▸ Source document
Click off here and if you want a specific page range, maybe you have a very large worksheet of several dozen pages and you wanted to print maybe only page 5 to 10, you could do that here. And when you do that, if you're printing out here multiple copies, here you could choose whether they're collated or not. Now here's a really great feature. You might wonder well, what's the big deal. Landscape or portrait oriented? Well, many programs in older versions of Excel it would be very easy to set up let's say landscape orientation in the document, you go over to the Print dialog box and you choose portrait oriented, and then have the pages cut off or vice-versa.
Well in Excel 2010, the orientation in the Print dialog box and in the Page Layout are synchronized. So let's say we go over here and we make it portrait oriented. See it changes here? Now click the Page Layout tab and click Orientation and look at that. It's now Portrait and vice-versa. If we change this from Portrait back to Landscape, I'll just press Ctrl+P to go back in. You see it's back to Landscape, so I think that's really a great feature. Same for page size. You can choose different page sizes if you want. I'm going to keep it at Letter.

▸ Extracted material
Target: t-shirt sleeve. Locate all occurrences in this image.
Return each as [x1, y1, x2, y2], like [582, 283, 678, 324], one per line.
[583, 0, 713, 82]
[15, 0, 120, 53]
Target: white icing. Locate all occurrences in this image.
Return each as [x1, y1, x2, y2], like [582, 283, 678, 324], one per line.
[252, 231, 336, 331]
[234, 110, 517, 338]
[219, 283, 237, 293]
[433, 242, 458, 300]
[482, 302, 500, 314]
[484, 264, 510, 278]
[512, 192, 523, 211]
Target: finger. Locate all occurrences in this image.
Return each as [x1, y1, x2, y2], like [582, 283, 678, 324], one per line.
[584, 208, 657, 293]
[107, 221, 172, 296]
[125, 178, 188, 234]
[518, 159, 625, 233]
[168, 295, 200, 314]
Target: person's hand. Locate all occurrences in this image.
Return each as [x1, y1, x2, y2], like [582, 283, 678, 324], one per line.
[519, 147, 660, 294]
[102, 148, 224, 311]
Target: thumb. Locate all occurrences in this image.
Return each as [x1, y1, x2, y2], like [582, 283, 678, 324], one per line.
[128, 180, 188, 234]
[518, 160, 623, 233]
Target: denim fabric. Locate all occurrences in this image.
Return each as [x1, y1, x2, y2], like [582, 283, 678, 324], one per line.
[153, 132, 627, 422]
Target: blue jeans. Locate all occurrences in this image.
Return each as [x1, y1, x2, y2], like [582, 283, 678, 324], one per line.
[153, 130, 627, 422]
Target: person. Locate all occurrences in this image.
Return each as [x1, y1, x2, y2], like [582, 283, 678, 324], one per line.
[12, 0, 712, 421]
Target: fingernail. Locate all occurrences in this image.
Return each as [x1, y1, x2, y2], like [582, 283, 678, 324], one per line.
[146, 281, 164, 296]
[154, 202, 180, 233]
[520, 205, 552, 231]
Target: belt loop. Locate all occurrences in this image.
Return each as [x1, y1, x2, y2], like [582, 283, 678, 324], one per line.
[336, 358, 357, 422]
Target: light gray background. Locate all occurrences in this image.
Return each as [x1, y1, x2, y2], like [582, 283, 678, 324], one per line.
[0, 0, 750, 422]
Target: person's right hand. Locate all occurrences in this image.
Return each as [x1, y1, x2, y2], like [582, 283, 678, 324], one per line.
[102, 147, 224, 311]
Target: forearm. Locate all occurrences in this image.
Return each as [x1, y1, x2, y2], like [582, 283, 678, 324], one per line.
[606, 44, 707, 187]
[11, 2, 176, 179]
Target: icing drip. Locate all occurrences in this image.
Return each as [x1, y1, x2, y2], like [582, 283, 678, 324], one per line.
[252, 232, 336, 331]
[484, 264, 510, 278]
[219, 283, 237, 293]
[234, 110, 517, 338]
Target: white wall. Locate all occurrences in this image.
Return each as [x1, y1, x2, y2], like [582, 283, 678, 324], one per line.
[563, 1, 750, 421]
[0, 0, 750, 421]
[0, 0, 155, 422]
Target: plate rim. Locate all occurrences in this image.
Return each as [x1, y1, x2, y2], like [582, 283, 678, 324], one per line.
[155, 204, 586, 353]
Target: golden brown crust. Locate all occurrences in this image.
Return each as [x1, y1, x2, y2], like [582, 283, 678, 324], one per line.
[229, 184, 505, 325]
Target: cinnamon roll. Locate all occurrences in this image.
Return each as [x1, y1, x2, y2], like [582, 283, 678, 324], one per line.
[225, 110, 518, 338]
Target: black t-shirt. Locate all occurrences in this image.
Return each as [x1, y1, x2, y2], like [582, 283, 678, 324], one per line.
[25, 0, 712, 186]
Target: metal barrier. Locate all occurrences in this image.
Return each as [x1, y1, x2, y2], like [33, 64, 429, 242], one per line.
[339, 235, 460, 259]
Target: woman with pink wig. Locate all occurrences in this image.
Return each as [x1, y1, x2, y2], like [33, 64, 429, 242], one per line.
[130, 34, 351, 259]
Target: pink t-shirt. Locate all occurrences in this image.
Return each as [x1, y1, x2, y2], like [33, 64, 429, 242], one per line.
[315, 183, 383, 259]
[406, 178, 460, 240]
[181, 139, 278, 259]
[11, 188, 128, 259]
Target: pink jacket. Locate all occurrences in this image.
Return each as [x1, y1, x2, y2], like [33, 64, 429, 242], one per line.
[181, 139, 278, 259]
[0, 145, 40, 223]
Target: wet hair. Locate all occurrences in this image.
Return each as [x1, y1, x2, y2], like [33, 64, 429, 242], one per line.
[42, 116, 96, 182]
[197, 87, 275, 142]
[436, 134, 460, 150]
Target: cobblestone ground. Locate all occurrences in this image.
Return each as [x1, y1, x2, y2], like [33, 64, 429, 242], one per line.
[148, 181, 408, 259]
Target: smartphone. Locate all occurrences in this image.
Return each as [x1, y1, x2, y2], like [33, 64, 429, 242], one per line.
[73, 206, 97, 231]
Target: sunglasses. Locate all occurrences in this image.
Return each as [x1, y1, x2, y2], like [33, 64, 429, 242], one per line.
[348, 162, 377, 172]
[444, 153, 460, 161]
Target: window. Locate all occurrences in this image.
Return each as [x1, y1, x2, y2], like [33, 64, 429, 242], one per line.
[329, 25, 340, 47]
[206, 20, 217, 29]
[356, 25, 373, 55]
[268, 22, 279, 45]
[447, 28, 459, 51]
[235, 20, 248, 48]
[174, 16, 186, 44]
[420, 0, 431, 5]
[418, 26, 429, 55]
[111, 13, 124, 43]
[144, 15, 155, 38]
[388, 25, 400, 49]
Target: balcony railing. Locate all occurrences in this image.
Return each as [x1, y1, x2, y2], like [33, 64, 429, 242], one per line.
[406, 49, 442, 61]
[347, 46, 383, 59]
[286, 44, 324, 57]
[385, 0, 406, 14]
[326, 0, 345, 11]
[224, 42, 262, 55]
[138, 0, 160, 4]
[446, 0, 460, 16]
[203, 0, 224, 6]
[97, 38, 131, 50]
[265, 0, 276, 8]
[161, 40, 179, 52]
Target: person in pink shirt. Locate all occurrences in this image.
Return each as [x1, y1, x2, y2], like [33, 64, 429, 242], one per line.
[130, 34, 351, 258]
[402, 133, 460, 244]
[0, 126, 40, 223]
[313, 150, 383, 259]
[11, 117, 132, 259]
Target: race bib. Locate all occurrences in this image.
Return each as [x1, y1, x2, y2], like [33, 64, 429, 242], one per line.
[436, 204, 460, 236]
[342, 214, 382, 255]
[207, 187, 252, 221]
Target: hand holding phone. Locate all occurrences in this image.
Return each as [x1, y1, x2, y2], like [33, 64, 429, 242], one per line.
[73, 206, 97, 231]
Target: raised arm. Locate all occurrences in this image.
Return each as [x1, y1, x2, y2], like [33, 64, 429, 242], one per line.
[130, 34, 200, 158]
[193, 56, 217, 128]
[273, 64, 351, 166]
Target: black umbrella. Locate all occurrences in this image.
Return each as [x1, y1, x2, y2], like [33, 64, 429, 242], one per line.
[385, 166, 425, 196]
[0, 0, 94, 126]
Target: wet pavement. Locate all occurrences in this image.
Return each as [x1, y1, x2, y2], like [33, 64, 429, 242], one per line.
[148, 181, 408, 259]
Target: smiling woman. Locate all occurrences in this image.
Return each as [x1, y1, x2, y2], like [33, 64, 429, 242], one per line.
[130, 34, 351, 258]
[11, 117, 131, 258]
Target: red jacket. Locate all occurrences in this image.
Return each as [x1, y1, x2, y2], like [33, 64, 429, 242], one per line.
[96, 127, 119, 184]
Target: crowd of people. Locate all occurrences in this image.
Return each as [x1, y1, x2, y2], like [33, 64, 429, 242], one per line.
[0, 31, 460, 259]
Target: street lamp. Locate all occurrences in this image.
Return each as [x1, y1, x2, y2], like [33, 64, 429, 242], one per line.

▸ Task instructions
1) In the passage on printing in Excel 2010, which keyboard shortcut does the speaker press to go back into the Print dialog box?
2) Reproduce word for word the part of the passage on printing in Excel 2010 starting at "Well in Excel" and ending at "it at Letter.".
3) Carry on the passage on printing in Excel 2010 from the point where it stops.

▸ Expected answers
1) Ctrl+P

2)
Well in Excel 2010, the orientation in the Print dialog box and in the Page Layout are synchronized. So let's say we go over here and we make it portrait oriented. See it changes here? Now click the Page Layout tab and click Orientation and look at that. It's now Portrait and vice-versa. If we change this from Portrait back to Landscape, I'll just press Ctrl+P to go back in. You see it's back to Landscape, so I think that's really a great feature. Same for page size. You can choose different page sizes if you want. I'm going to keep it at Letter.

3)
And if you want to change what your margins are or if you want to change custom margins you can click that over here. Now Scaling means let's say your worksheet is just a little too big for one page and you want to shrink it to 100% so it fits on the page, or maybe it's really tiny and you want it bigger to take up the page. Well that's what you could do here for scaling and you have the options here. Keep in mind if you scale the page, making it bigger or smaller, you are not changing the fonts. You're not changing the column widths or the row height. It's simply the image that comes out of the printer that you're changing.
Kind of like if you use a rescaling feature on a photocopier. I'm going to leave this here as No Scaling. Now if you like kind of an old-fashioned Page Setup dialog box the way Excel did it in previous versions, you have this Page Setup link and you can click that and that's going to bring you to Page Setup. I am just going to click Cancel. We don't really need that. Well, let's say we want to go and create an Adobe PDF so this will be readable in Adobe Reader. Now that's the default printer on this machine, so all you have to do is click Print, but that means Adobe Acrobat is installed.
What if your computer doesn't have Adobe Acrobat installed? You can still create a PDF. You don't need Adobe Acrobat. Click over here, Save & Send. We can choose to Create PDF or XPS document. XPS is kind of the Microsoft way of creating a format kind of like PDF, but don't worry about that too much. So just choose that and then click this button here and by default it will offer to create a PDF and I'm just going to leave this here in the Chapter 6 folder. Now if you want some options specific for how to create the PDF, you can click Options and you have all your options up here.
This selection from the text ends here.